■ **OBJECTIVE**
Take the line containing "Please mark the checkered" and every line after it in the data below, and print them exactly as given, with nothing else.

--- BEGIN RECORD SET ---

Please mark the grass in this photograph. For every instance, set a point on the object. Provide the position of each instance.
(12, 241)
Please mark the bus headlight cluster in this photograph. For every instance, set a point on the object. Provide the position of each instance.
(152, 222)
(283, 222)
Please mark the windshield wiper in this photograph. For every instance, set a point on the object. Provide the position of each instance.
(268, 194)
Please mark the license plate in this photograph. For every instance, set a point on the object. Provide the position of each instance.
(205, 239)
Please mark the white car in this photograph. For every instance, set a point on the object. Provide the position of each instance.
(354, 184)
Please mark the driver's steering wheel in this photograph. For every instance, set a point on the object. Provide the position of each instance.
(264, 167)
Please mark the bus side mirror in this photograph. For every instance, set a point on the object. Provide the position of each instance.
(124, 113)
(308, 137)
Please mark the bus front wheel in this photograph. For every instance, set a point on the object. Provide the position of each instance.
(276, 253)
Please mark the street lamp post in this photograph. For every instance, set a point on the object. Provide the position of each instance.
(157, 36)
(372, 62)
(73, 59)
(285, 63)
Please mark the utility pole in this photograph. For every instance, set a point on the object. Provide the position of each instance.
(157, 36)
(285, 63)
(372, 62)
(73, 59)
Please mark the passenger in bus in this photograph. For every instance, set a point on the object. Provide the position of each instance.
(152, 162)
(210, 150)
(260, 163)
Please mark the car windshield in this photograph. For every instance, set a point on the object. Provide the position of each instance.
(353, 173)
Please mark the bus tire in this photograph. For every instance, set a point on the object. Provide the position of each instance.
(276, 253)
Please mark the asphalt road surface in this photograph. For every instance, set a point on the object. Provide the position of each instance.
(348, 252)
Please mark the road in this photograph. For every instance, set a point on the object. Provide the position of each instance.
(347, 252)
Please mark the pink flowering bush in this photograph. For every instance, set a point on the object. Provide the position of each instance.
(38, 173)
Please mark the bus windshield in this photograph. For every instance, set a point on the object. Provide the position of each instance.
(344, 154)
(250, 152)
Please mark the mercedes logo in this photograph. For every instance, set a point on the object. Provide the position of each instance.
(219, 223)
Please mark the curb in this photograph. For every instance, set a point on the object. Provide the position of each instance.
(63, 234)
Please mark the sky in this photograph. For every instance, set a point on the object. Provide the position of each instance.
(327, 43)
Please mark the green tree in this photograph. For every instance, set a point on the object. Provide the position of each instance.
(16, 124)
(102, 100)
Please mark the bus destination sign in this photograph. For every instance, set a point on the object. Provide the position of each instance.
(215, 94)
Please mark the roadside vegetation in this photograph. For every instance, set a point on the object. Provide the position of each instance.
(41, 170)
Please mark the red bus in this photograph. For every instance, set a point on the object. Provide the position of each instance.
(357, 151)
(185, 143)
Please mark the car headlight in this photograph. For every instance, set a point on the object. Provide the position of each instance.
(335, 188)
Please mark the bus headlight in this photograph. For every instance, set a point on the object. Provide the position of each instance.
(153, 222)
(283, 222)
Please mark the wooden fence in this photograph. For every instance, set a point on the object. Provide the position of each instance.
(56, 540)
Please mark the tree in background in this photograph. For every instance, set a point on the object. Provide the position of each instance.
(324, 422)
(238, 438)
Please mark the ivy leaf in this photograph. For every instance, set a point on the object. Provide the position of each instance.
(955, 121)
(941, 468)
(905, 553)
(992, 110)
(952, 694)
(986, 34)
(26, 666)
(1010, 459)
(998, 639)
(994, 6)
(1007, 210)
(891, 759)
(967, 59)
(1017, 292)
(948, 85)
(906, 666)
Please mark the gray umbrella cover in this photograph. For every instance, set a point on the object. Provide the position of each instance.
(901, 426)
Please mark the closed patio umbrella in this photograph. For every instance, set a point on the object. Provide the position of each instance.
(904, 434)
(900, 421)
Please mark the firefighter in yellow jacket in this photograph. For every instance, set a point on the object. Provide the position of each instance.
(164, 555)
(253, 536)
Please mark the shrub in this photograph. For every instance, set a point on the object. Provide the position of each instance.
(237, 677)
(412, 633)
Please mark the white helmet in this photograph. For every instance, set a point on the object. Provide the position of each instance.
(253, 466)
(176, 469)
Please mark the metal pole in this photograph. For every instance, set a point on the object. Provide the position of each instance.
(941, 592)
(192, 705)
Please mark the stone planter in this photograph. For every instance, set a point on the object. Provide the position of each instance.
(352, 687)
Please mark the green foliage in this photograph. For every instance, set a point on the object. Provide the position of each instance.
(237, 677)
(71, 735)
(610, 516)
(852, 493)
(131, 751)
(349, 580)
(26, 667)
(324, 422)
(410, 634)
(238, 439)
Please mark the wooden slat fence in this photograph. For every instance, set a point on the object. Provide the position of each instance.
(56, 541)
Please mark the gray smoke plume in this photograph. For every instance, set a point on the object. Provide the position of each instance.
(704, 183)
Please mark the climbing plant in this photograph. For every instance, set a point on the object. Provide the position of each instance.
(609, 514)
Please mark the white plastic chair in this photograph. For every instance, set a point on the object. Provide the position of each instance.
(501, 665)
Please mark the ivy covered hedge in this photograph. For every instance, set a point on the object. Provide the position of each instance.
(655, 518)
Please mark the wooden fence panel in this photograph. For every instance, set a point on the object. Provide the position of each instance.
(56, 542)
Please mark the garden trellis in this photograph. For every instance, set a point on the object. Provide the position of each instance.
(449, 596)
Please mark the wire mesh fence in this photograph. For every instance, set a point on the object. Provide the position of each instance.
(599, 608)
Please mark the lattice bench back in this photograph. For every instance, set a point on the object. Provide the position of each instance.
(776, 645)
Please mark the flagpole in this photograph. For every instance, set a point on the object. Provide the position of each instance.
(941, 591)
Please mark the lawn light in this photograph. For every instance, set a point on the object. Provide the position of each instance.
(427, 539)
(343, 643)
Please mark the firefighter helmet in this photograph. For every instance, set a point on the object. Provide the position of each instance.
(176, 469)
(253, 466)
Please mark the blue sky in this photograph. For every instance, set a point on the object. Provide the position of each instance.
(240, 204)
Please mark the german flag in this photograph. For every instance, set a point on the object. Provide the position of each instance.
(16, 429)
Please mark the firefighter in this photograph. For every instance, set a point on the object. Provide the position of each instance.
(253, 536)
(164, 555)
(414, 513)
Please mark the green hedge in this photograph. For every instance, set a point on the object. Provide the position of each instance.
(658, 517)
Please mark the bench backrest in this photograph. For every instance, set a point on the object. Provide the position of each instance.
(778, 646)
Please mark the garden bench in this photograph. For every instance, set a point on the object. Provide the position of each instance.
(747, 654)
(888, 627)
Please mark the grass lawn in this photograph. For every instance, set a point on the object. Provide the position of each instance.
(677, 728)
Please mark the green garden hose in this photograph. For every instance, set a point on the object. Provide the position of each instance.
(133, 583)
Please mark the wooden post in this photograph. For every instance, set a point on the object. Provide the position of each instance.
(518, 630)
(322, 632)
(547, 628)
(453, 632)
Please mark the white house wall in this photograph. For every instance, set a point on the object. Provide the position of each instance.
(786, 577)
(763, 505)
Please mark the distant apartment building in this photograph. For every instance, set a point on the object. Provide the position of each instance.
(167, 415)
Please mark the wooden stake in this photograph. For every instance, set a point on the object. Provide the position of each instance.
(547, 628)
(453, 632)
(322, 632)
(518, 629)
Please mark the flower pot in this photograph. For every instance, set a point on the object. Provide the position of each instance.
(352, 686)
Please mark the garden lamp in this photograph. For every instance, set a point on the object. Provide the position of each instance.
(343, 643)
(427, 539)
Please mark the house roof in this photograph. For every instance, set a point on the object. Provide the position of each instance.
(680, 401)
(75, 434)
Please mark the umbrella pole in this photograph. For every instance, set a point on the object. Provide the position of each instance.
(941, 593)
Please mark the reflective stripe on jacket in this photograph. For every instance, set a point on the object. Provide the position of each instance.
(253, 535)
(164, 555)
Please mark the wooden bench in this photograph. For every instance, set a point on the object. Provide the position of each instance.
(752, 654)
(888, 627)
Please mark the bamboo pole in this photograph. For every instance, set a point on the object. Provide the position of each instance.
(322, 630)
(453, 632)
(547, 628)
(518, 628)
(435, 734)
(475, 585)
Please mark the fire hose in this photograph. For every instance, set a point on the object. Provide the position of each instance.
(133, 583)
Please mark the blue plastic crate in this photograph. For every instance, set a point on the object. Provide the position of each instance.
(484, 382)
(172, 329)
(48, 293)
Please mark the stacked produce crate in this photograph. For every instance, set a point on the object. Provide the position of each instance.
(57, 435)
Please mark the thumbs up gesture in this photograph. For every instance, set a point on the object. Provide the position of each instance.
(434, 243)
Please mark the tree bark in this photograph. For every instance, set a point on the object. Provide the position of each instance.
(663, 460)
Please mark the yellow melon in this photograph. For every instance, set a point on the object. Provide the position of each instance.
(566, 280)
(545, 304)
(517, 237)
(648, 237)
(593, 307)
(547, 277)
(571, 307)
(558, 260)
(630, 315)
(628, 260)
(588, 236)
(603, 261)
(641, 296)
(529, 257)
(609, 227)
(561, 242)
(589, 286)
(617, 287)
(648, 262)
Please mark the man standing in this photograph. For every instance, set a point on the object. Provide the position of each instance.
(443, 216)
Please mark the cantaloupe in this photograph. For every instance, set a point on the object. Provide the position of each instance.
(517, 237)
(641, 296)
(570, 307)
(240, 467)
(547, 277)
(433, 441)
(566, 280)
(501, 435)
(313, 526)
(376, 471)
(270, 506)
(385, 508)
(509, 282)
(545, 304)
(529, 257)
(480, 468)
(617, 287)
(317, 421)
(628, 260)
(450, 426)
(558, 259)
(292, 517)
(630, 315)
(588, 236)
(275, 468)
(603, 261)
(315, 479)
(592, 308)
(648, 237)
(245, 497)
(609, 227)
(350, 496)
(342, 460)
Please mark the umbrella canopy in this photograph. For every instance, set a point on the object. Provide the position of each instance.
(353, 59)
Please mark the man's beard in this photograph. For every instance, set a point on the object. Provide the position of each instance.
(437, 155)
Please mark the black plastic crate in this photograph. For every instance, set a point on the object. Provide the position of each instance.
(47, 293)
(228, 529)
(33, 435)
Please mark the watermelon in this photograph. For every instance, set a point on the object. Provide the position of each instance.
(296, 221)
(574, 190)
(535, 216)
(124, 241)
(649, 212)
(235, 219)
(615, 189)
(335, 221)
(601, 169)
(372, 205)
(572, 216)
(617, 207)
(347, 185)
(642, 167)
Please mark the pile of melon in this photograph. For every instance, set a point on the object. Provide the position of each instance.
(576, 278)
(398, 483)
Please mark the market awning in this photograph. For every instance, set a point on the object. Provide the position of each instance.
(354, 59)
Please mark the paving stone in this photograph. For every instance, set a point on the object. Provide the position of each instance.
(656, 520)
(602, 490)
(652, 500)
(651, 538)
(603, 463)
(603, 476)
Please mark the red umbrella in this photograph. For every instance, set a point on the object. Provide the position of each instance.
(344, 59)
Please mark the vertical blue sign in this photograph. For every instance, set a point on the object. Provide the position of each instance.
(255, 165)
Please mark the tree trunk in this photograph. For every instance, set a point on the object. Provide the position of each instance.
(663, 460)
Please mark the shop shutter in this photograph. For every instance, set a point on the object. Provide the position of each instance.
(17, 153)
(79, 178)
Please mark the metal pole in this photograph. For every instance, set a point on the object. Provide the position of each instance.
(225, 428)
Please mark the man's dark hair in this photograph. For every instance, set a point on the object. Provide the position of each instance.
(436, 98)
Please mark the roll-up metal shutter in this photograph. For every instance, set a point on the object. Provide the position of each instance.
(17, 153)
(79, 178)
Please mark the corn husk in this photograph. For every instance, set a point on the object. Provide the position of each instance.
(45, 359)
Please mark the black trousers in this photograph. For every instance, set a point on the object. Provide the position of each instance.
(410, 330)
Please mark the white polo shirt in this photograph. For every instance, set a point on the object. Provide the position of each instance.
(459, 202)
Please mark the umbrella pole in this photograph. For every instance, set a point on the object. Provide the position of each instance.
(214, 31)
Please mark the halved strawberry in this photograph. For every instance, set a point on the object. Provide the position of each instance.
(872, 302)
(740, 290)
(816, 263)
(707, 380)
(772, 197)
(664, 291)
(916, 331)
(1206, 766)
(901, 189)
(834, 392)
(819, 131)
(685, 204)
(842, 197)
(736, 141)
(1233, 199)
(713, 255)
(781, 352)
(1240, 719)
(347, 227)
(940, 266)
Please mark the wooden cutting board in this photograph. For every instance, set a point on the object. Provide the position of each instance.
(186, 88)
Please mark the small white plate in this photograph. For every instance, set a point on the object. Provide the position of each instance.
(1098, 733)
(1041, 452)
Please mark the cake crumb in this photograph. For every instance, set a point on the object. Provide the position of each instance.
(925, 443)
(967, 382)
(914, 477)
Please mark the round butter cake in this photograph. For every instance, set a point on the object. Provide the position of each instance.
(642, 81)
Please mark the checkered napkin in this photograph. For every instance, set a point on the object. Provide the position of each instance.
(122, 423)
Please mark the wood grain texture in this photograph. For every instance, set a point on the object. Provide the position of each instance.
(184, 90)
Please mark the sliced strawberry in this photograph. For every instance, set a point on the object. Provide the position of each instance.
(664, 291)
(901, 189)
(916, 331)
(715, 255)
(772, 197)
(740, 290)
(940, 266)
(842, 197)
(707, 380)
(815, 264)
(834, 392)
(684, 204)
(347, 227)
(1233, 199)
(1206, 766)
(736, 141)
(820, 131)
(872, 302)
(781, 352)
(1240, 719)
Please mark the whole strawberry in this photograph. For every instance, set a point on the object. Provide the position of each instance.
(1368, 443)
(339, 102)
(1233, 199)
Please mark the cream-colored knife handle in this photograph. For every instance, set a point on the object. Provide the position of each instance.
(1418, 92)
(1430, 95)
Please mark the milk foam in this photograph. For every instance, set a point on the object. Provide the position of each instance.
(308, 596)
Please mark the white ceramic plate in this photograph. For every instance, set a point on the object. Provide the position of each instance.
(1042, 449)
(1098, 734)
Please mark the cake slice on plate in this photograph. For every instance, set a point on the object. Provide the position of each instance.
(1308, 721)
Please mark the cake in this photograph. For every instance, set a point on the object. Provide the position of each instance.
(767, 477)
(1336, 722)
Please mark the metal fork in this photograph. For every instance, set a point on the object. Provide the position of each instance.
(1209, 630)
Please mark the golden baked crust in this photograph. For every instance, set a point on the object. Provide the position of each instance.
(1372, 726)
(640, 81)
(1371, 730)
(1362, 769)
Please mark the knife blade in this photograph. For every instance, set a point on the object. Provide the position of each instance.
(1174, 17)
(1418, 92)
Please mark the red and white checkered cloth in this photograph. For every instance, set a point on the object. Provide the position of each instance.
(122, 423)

--- END RECORD SET ---

■ **RESPONSE**
Please mark the checkered napkin in this photograph. For every instance, set a point on the object. Provide the position of each instance.
(122, 423)
Please mark the wood grain texture in this photograph. For every instance, set a point on the object. Provide the position of each instance.
(184, 90)
Please mark the sliced strawberry in this photograph. For every instance, set a point on the object. Provide the position of each instance.
(664, 291)
(901, 189)
(916, 331)
(715, 255)
(772, 197)
(740, 290)
(940, 266)
(842, 197)
(707, 380)
(815, 264)
(834, 392)
(684, 204)
(347, 227)
(1233, 199)
(1206, 766)
(736, 141)
(820, 131)
(872, 302)
(781, 352)
(1240, 719)
Please mark the whole strawberry in this photograph. For every instance, set a point on the object. Provide the position of each instance.
(1368, 443)
(339, 102)
(1233, 199)
Please mark the cream-colored knife handle in this photograph. For every instance, set a point on the object. Provide the position of each instance.
(1418, 92)
(1430, 95)
Please mark the milk foam in this photograph. For every instance, set a point on the object. Provide the position of each instance.
(308, 596)
Please mark the white ceramic plate in this photograph. For every instance, set a point on the object. Provide the position of each instance.
(1042, 449)
(1098, 734)
Please mark the cake slice on plate in this photograph. For every instance, set a point on the object. Provide the position of each instance.
(1308, 721)
Please mark the cake in this photograph. For every instance, set a point on the object. Provide the position of each instance.
(767, 477)
(1336, 722)
Please mark the metal fork in this photograph. For every instance, set a point on the object. Provide the position of each instance.
(1209, 630)
Please mark the golden baked crust in this photograph. For every instance, set a point on the object. Provide the position of each instance.
(1372, 726)
(640, 81)
(1371, 730)
(1362, 769)
Please mark the knife blade in this photograph. For every instance, set a point on the object. Provide the position of each instance.
(1174, 17)
(1418, 92)
Please mark the red and white checkered cloth in this photograph. For every instance, set a point on the object. Provide the position of each instance.
(122, 423)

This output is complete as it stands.